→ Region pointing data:

++++++

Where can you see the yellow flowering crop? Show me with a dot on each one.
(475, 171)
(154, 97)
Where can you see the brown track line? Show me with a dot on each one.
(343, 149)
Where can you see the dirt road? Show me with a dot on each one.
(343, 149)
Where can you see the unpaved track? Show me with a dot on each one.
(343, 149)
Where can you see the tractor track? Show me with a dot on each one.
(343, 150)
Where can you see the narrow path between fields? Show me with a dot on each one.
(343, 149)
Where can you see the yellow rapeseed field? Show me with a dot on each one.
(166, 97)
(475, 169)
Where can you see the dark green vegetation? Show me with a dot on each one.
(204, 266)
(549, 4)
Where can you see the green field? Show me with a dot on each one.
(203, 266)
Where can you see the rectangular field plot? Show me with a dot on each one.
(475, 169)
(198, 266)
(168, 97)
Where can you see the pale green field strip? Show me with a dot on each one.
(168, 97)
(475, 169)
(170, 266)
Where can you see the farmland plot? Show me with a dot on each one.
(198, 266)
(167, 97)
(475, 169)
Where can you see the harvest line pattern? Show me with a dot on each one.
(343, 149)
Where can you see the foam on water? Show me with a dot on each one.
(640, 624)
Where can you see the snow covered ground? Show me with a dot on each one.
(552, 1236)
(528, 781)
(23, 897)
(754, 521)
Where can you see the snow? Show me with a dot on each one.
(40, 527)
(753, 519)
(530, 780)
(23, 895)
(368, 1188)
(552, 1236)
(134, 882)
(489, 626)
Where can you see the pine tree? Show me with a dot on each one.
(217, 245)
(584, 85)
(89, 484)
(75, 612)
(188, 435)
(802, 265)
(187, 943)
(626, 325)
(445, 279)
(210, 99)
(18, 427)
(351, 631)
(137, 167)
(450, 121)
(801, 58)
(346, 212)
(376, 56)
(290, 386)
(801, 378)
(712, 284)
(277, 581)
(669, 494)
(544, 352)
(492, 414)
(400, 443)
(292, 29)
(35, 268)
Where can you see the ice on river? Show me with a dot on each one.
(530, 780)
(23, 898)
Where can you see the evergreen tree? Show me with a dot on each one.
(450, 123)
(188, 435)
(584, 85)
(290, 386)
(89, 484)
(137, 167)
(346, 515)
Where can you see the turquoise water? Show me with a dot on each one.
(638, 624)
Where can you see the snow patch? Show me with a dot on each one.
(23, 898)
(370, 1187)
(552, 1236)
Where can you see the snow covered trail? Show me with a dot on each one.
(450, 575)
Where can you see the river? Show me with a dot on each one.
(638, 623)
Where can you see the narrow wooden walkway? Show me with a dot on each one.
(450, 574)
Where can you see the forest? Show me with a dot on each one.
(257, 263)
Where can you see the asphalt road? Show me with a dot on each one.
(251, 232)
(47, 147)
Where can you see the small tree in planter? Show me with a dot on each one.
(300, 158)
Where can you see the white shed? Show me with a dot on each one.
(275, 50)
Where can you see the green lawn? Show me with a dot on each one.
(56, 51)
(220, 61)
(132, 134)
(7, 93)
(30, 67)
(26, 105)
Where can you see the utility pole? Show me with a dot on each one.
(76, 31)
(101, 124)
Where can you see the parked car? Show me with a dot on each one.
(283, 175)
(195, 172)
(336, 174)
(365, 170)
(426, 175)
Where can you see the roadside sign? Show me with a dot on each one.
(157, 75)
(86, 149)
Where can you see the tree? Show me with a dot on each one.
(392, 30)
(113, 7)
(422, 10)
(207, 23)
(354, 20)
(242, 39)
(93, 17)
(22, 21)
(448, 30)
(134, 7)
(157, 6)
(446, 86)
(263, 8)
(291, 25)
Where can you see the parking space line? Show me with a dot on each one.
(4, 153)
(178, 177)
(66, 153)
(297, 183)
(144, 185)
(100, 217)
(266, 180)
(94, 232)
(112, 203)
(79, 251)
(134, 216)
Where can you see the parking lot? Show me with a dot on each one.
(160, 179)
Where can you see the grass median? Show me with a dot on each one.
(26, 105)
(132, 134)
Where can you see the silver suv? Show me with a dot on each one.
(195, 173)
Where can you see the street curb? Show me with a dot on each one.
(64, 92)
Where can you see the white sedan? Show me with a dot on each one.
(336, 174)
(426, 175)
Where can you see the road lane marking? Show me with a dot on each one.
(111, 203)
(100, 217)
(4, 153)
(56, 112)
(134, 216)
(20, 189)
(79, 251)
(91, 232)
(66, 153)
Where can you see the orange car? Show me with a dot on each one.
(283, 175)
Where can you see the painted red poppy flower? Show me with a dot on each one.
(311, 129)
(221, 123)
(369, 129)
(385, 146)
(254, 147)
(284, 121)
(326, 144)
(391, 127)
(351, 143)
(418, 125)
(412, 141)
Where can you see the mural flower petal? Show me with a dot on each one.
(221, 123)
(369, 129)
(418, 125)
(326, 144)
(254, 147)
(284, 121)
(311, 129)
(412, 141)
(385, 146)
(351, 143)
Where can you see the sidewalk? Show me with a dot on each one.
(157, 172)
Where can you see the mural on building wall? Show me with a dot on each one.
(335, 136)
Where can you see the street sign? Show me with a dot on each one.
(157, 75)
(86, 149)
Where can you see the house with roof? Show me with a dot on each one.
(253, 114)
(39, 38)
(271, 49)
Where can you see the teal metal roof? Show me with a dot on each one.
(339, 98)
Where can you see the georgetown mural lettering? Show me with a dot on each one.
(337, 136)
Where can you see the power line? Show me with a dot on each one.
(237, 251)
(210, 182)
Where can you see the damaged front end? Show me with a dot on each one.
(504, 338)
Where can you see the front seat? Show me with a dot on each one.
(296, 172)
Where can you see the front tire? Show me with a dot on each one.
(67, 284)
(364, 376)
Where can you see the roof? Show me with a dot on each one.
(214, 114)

++++++

→ Your goal: Repeat the data exactly. Leave nothing out.

→ Answer to this problem:
Where can you see the yellow flowering crop? Show me with a dot on each one.
(475, 171)
(154, 97)
Where can you see the brown track line? Show me with a dot on each one.
(343, 149)
Where can you see the dirt road? Show me with a dot on each one.
(343, 149)
Where can you see the unpaved track? Show me with a dot on each one.
(343, 149)
Where can you see the tractor track? Show me with a dot on each one.
(343, 150)
Where can you see the narrow path between fields? Show me with a dot on each one.
(343, 149)
Where can you see the yellow rapeseed field? Show me with a dot on each one.
(166, 97)
(475, 169)
Where can you see the dark green vegetation? Show me with a dot on each one.
(204, 266)
(549, 4)
Where can you see the green field? Show me with a dot on each one.
(203, 266)
Where can you see the rectangular field plot? Show me with a dot on each one.
(475, 169)
(198, 266)
(168, 97)
Where can you see the pale green field strip? Show me with a dot on each one.
(168, 97)
(475, 169)
(170, 266)
Where can you see the farmland plot? Show me with a dot on each one.
(198, 266)
(167, 97)
(475, 169)
Where can you see the harvest line pattern? Show me with a dot on each one.
(343, 149)
Where can you see the foam on water? Show me with a dot on each one.
(640, 624)
Where can you see the snow covered ground? Show me with a dot on each one.
(552, 1236)
(528, 781)
(23, 897)
(754, 521)
Where can you see the snow? Show me with a dot on each one.
(40, 527)
(753, 519)
(530, 780)
(23, 895)
(368, 1188)
(552, 1236)
(134, 882)
(489, 626)
Where can you see the pine tree? Show me with a dot on each one.
(217, 245)
(584, 85)
(89, 484)
(75, 612)
(188, 435)
(802, 265)
(187, 943)
(626, 325)
(445, 279)
(210, 99)
(18, 427)
(351, 631)
(137, 167)
(450, 121)
(801, 58)
(346, 212)
(376, 56)
(290, 386)
(801, 378)
(712, 284)
(277, 581)
(669, 494)
(544, 352)
(492, 414)
(400, 443)
(292, 29)
(35, 268)
Where can you see the ice on river? Show me with a dot on each one.
(530, 780)
(23, 898)
Where can you see the evergreen tree? Show me with a dot on each one.
(450, 123)
(188, 435)
(584, 85)
(290, 386)
(89, 484)
(137, 167)
(346, 515)
Where can you see the turquoise water? Show me with a dot on each one.
(638, 624)
Where can you see the snow patch? Show me with a dot on each one.
(23, 898)
(370, 1187)
(552, 1236)
Where can you see the snow covered trail? Show me with a dot on each one.
(450, 575)
Where can you see the river? Show me with a dot on each one.
(638, 623)
Where can you see the narrow wooden walkway? Show me with a dot on each one.
(450, 574)
Where can you see the forest? Show me with a dot on each one.
(257, 263)
Where can you see the asphalt road? Show me with a dot on each one.
(251, 232)
(47, 147)
Where can you see the small tree in planter? Show me with a dot on each one.
(300, 158)
Where can you see the white shed? Show me with a dot on each one.
(275, 50)
Where can you see the green lawn? Show me with a dot on each one.
(56, 51)
(220, 61)
(132, 134)
(7, 93)
(30, 67)
(26, 105)
Where can you see the utility pole? Show me with a dot on each one.
(76, 31)
(101, 124)
Where can you see the parked car? Show me with a dot on each one.
(283, 175)
(195, 172)
(336, 174)
(365, 170)
(426, 175)
Where can you see the roadside sign? Show me with a dot on each one.
(157, 75)
(86, 149)
Where can you see the tree? Show me with a dot on each one.
(392, 30)
(113, 7)
(422, 10)
(207, 23)
(354, 20)
(242, 39)
(93, 17)
(22, 21)
(448, 30)
(134, 7)
(157, 6)
(446, 86)
(263, 8)
(291, 25)
Where can you see the parking space line? Show me with a dot on each one.
(4, 153)
(178, 177)
(66, 153)
(297, 183)
(144, 185)
(100, 217)
(266, 180)
(94, 232)
(112, 203)
(79, 251)
(134, 216)
Where can you see the parking lot? Show me with a dot on each one.
(160, 179)
Where can you see the grass median? Show me with a dot on each one.
(26, 105)
(132, 134)
Where can you see the silver suv? Show me with a dot on each one.
(195, 173)
Where can you see the street curb? Show me with a dot on each one.
(64, 92)
Where can you see the white sedan? Show me with a dot on each one.
(336, 174)
(426, 175)
Where can you see the road lane marking? Show me with a dot on each one.
(111, 203)
(100, 217)
(4, 153)
(56, 112)
(134, 216)
(20, 189)
(79, 251)
(91, 232)
(66, 153)
Where can you see the orange car? Show me with a dot on each one.
(283, 175)
Where can you see the painted red poppy flower? Show me with a dot on each one.
(311, 129)
(221, 123)
(369, 129)
(385, 146)
(254, 147)
(284, 121)
(326, 144)
(391, 127)
(351, 143)
(418, 125)
(412, 141)
Where can you see the mural flower petal? Show me with a dot on each one.
(221, 123)
(369, 129)
(418, 125)
(326, 144)
(254, 147)
(284, 121)
(311, 129)
(412, 141)
(385, 146)
(351, 143)
Where can you see the sidewalk? Show me with a dot on each one.
(157, 172)
Where can you see the mural on building wall? Show me with a dot on each one.
(335, 136)
Where can you see the street sign? Show me with a dot on each one.
(157, 75)
(86, 149)
Where can you see the house with roof? Show me with a dot on each one.
(253, 114)
(39, 38)
(271, 49)
Where can you see the teal metal roof? Show me with a dot on each one.
(339, 98)
Where can you see the georgetown mural lettering? Show me with a dot on each one.
(337, 136)
Where can you see the power line? Show me with a dot on each one.
(237, 251)
(210, 182)
Where can you see the damaged front end? Show me with a dot on each one.
(504, 338)
Where can you see the front seat? Show me with a dot on each one.
(296, 172)
Where can you see the front tire? Show me with a dot on each one.
(67, 284)
(364, 376)
Where can you see the roof? Show me with a dot on each one.
(214, 114)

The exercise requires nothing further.